### Goal of the exercise:
Reproduce only the lines that run from the line containing "box: [243, 139, 254, 168]" to the end of the entries below, exactly as they stand.

Exercise input Block Start

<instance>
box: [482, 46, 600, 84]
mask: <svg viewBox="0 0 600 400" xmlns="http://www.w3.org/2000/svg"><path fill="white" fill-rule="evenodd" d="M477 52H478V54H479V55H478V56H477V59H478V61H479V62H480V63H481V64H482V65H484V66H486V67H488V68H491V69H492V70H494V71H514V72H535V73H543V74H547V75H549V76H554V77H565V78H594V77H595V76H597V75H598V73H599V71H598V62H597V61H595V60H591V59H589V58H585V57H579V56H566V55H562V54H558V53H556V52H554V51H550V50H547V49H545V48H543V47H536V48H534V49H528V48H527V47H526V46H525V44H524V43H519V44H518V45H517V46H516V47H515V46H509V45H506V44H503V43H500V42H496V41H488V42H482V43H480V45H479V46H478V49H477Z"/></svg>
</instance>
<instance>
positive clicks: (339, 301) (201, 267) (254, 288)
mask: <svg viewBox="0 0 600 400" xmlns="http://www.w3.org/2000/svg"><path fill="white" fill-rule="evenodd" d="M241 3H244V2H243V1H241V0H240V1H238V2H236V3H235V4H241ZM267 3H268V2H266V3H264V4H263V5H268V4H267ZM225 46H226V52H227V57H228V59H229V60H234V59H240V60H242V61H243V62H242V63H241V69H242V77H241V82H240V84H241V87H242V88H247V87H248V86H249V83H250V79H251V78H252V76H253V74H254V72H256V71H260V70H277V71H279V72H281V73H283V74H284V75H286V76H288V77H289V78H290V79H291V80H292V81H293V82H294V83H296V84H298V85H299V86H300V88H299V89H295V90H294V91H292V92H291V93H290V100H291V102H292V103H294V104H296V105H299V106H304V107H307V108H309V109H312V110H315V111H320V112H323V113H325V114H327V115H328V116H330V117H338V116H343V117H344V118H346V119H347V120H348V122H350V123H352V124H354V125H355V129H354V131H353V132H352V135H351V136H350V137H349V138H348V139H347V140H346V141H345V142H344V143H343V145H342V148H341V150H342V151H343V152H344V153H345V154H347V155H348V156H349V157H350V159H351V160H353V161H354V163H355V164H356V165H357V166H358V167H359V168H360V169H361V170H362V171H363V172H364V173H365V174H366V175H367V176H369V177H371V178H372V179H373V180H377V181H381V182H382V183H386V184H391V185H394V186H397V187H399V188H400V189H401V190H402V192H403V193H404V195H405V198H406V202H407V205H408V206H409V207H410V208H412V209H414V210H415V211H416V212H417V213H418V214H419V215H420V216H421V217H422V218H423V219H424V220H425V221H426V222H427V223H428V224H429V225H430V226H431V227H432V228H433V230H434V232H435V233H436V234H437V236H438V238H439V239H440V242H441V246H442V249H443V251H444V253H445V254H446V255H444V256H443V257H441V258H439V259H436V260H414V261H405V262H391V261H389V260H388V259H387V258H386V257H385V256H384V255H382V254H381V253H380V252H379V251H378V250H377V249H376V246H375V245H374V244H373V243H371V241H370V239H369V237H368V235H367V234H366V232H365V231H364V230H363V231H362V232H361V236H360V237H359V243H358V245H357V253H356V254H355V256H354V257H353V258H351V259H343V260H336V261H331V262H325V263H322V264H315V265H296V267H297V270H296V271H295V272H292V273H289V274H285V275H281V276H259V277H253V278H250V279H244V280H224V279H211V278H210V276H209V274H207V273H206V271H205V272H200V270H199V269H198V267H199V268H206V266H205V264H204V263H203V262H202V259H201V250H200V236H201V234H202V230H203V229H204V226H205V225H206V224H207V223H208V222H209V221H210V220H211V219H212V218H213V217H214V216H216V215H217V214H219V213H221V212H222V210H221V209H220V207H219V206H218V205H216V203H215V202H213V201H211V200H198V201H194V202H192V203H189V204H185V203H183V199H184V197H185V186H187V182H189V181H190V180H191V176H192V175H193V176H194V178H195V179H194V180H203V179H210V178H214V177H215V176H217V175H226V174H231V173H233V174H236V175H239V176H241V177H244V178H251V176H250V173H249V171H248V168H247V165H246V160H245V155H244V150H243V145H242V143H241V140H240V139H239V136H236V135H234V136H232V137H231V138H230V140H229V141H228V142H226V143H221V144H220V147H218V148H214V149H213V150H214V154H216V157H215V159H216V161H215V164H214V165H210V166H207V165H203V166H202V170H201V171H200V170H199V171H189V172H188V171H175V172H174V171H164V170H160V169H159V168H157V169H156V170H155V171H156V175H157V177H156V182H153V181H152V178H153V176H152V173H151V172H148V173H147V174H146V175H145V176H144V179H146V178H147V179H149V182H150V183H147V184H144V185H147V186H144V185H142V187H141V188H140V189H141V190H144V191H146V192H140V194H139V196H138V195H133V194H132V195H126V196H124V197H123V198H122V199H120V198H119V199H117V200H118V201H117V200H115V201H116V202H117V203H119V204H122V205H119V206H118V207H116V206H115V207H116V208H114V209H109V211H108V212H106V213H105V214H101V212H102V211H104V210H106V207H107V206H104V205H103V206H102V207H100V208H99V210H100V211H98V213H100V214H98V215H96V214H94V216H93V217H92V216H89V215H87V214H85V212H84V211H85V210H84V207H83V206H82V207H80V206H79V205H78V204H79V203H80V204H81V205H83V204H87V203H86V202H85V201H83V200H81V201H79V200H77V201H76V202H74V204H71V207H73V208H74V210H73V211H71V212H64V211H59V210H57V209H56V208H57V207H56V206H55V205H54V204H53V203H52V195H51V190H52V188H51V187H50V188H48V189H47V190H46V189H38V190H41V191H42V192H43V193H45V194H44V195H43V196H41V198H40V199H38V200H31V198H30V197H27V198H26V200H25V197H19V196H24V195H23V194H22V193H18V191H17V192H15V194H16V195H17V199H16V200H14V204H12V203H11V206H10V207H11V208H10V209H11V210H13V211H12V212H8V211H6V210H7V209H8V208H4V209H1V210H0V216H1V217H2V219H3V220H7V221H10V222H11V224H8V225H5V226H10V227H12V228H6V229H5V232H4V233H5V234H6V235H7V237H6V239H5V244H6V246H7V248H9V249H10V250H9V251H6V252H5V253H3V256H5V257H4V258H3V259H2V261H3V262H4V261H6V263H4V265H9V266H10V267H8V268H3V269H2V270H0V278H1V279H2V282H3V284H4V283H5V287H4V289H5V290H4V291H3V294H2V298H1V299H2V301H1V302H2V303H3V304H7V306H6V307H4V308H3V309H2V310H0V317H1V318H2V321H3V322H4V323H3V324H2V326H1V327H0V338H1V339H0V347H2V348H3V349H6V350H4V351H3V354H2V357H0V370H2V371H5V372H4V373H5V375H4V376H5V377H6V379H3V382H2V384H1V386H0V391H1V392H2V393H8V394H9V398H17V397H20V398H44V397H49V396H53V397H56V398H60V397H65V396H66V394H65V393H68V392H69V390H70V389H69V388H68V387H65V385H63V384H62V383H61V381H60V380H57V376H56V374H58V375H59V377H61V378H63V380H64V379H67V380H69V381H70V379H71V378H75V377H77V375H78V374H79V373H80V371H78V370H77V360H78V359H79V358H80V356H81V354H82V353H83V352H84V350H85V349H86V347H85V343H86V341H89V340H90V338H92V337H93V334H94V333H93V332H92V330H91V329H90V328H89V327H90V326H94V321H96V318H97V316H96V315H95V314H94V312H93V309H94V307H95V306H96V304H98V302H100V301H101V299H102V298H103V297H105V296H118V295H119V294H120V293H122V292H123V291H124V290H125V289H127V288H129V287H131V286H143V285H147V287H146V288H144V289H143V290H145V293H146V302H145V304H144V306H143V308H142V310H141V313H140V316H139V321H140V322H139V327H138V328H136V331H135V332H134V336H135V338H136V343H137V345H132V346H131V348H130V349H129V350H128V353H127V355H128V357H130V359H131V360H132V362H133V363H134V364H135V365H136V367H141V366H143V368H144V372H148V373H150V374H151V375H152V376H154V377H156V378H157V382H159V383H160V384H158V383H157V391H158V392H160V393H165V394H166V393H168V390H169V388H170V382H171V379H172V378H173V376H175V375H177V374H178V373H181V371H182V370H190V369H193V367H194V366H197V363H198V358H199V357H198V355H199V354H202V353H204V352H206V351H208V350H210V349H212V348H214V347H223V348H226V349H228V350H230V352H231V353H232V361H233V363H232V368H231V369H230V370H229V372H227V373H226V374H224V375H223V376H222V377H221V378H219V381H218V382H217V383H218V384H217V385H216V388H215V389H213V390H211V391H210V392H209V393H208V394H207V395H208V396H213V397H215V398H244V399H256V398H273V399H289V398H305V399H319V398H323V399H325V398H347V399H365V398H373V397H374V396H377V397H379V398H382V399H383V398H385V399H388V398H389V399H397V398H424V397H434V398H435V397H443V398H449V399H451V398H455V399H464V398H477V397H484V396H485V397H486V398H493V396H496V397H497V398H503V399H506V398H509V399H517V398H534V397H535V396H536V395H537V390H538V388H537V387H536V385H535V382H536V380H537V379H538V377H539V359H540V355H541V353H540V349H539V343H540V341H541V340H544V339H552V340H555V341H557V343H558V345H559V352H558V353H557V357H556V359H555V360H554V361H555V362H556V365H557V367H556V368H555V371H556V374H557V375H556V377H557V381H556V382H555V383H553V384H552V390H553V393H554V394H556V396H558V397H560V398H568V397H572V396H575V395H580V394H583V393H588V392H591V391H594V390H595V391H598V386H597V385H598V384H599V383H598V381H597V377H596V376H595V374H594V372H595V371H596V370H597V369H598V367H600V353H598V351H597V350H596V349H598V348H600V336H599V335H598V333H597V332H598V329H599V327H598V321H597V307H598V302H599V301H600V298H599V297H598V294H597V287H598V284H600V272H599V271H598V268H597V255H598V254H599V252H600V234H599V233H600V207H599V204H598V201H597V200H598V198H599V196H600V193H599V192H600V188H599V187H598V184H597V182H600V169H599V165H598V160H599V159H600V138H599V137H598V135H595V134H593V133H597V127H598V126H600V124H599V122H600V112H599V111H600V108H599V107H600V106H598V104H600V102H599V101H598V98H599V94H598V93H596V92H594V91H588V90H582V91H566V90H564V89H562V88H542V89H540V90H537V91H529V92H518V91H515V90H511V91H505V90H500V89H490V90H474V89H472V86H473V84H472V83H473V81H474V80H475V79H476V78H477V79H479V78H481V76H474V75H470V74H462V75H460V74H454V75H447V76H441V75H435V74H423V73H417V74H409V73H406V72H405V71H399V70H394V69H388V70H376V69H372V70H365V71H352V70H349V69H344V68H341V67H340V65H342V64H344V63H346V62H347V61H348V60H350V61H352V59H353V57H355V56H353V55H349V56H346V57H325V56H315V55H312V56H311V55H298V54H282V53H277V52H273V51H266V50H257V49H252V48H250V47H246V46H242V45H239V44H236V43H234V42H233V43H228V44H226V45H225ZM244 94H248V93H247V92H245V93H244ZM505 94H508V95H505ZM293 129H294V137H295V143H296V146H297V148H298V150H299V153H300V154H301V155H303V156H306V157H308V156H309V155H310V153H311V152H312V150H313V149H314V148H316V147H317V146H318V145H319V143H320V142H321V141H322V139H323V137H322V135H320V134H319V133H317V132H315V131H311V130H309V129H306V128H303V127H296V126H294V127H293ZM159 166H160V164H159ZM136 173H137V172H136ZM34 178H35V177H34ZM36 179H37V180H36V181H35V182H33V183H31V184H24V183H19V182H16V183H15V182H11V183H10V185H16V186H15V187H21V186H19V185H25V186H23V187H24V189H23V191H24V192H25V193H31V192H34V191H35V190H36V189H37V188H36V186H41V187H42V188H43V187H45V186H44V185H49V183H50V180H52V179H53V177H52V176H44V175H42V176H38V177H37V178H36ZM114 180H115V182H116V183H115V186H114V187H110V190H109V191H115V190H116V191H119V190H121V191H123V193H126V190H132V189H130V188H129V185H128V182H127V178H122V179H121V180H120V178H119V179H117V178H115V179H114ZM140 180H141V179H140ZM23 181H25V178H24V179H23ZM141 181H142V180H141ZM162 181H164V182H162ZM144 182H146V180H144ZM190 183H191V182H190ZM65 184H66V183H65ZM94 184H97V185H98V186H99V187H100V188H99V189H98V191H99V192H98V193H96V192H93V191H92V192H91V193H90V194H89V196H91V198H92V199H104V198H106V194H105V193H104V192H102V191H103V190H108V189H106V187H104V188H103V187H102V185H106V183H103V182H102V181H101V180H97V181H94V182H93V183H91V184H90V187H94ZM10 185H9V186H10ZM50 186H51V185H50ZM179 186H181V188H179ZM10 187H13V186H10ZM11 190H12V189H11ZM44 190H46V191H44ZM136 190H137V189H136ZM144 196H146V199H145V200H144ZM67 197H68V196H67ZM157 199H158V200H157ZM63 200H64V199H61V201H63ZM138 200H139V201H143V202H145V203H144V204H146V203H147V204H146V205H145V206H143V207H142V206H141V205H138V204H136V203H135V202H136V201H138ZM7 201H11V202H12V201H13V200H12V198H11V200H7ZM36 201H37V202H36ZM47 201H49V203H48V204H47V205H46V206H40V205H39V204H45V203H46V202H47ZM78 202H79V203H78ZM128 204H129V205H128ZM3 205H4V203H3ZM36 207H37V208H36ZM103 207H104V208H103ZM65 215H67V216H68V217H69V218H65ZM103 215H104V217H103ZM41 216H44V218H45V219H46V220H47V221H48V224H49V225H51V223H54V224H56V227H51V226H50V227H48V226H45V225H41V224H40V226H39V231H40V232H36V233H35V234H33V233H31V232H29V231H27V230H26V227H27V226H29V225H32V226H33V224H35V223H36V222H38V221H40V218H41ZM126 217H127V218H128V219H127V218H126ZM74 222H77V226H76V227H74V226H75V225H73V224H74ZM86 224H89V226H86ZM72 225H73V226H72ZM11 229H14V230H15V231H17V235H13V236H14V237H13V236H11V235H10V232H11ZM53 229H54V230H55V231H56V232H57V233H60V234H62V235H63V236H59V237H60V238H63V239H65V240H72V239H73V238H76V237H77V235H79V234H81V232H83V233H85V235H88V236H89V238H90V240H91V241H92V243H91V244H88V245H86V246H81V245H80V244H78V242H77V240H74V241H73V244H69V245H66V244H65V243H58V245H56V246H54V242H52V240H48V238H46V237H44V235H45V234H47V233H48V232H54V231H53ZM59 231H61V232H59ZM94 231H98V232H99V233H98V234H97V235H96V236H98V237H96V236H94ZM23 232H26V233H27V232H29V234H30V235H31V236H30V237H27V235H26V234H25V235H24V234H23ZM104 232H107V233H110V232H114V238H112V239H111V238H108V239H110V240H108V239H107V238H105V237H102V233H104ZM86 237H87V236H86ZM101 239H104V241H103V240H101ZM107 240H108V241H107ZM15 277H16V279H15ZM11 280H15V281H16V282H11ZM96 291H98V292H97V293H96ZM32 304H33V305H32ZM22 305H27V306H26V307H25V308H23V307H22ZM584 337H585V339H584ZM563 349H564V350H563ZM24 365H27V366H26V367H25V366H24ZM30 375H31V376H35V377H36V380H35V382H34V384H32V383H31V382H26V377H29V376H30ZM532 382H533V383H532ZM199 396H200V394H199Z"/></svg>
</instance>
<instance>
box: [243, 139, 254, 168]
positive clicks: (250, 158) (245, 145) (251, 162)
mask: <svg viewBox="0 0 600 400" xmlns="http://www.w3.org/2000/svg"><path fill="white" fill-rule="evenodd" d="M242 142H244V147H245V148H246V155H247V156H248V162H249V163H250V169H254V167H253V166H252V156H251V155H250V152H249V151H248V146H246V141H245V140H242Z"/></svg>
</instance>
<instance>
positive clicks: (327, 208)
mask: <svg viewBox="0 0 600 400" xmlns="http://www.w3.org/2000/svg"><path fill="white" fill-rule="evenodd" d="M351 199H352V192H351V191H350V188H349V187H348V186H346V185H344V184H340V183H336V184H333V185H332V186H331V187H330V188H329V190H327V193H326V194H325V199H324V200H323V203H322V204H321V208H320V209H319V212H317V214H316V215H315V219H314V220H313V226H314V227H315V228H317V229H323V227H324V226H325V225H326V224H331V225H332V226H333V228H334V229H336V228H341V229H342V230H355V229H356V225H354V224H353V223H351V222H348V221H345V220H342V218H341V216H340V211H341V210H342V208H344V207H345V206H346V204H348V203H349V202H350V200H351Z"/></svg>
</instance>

Exercise input Block End

### Solved problem:
box: [243, 139, 254, 168]
positive clicks: (250, 158) (245, 145) (251, 162)
mask: <svg viewBox="0 0 600 400" xmlns="http://www.w3.org/2000/svg"><path fill="white" fill-rule="evenodd" d="M242 142H244V147H245V148H246V155H247V156H248V162H249V163H250V169H254V167H253V166H252V156H251V155H250V152H249V151H248V146H246V141H245V140H242Z"/></svg>
</instance>
<instance>
positive clicks: (327, 208)
mask: <svg viewBox="0 0 600 400" xmlns="http://www.w3.org/2000/svg"><path fill="white" fill-rule="evenodd" d="M351 199H352V192H351V191H350V188H349V187H348V186H346V185H344V184H340V183H336V184H333V185H332V186H331V187H330V188H329V190H327V193H326V194H325V199H324V200H323V203H322V204H321V208H320V209H319V212H317V214H316V215H315V219H314V220H313V226H314V227H315V228H317V229H323V227H324V226H325V225H326V224H331V225H332V226H333V228H334V229H336V228H341V229H342V230H355V229H356V225H354V224H353V223H351V222H348V221H345V220H342V218H341V216H340V211H341V210H342V208H344V207H345V206H346V204H348V203H349V202H350V200H351Z"/></svg>
</instance>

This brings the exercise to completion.